Retype each line of the listing. Do not alter anything.

- - - -

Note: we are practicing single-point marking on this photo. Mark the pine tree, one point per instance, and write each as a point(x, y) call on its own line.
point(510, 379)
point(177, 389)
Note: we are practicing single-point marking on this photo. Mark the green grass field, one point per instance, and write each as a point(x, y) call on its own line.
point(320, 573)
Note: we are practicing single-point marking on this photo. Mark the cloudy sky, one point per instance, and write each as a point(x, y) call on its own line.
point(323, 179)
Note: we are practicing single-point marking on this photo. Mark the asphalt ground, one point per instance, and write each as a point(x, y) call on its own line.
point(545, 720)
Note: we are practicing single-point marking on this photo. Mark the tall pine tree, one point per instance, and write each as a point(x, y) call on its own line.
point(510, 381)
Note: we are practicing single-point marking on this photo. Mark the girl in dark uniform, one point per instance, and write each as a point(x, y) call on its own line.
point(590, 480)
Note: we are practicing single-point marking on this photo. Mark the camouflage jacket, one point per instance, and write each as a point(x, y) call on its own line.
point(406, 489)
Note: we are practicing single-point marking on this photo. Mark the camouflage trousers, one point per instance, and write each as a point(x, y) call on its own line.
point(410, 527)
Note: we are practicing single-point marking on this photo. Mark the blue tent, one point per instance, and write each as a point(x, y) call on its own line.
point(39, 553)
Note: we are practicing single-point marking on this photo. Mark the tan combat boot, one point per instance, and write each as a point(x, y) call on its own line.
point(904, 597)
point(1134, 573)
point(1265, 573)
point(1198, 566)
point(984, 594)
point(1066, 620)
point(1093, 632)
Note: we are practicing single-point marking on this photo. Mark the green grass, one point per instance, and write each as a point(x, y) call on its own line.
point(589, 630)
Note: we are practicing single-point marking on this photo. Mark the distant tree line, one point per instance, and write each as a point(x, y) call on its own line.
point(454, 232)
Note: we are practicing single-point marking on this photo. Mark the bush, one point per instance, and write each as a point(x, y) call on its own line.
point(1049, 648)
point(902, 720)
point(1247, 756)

- - - -

→ PROBLEM SOLUTION:
Note: we are practicing single-point marking on this photo. Mark the pine tree, one point per instance, and write each as a point(x, y) call on its own line.
point(510, 379)
point(177, 389)
Note: we are practicing single-point marking on this photo. Mark the green grass field, one point per instance, and write each as a point(x, y) call on its own line.
point(320, 573)
Note: we are practicing single-point marking on this photo. Mark the cloudy sky, one point per instance, and write each as a point(x, y) call on its own line.
point(323, 179)
Note: we are practicing single-point marking on this photo. Mark the asphalt ground, one point per instance, and write each as a point(x, y) call on its own line.
point(545, 720)
Note: we are practicing single-point marking on this photo. Mark the tall pine tree, one point per instance, and write each as a point(x, y) call on its own line.
point(510, 381)
Note: we are practicing single-point marking on this photo. Mark the girl in dark uniform, one point per instance, and write each as a point(x, y) call on its own line.
point(590, 480)
Note: we are practicing single-point marking on this photo. Mark the camouflage jacket, one point per instance, and write each as a point(x, y) call on its own line.
point(406, 489)
Note: we are practicing single-point marking on this photo. Mark the camouflage trousers, one point per instance, and write each as a point(x, y) call on its own line.
point(410, 527)
Note: we are practicing single-point marking on this photo. Mark the blue tent, one point per instance, and write each as a point(x, y) call on its own line.
point(39, 553)
Note: we are practicing single-point marking on this photo. Mark the tan combat boot, one point per instance, and write each as a point(x, y) call on its own line.
point(904, 597)
point(1134, 573)
point(1265, 573)
point(1198, 566)
point(984, 594)
point(1066, 620)
point(1093, 632)
Note: we are practicing single-point marking on this photo. Mark the green grass, one point per instance, and write each as a point(x, y) call on its own line.
point(589, 630)
Note: we are practicing single-point marking on this photo. Mark the distant tree line, one point per instance, and write each as a point(x, y) call on its own line.
point(454, 232)
Note: we are practicing single-point marking on this photo. Mark the bush, one point per instance, and write each as a point(x, y) call on its own line.
point(1049, 648)
point(902, 720)
point(1247, 756)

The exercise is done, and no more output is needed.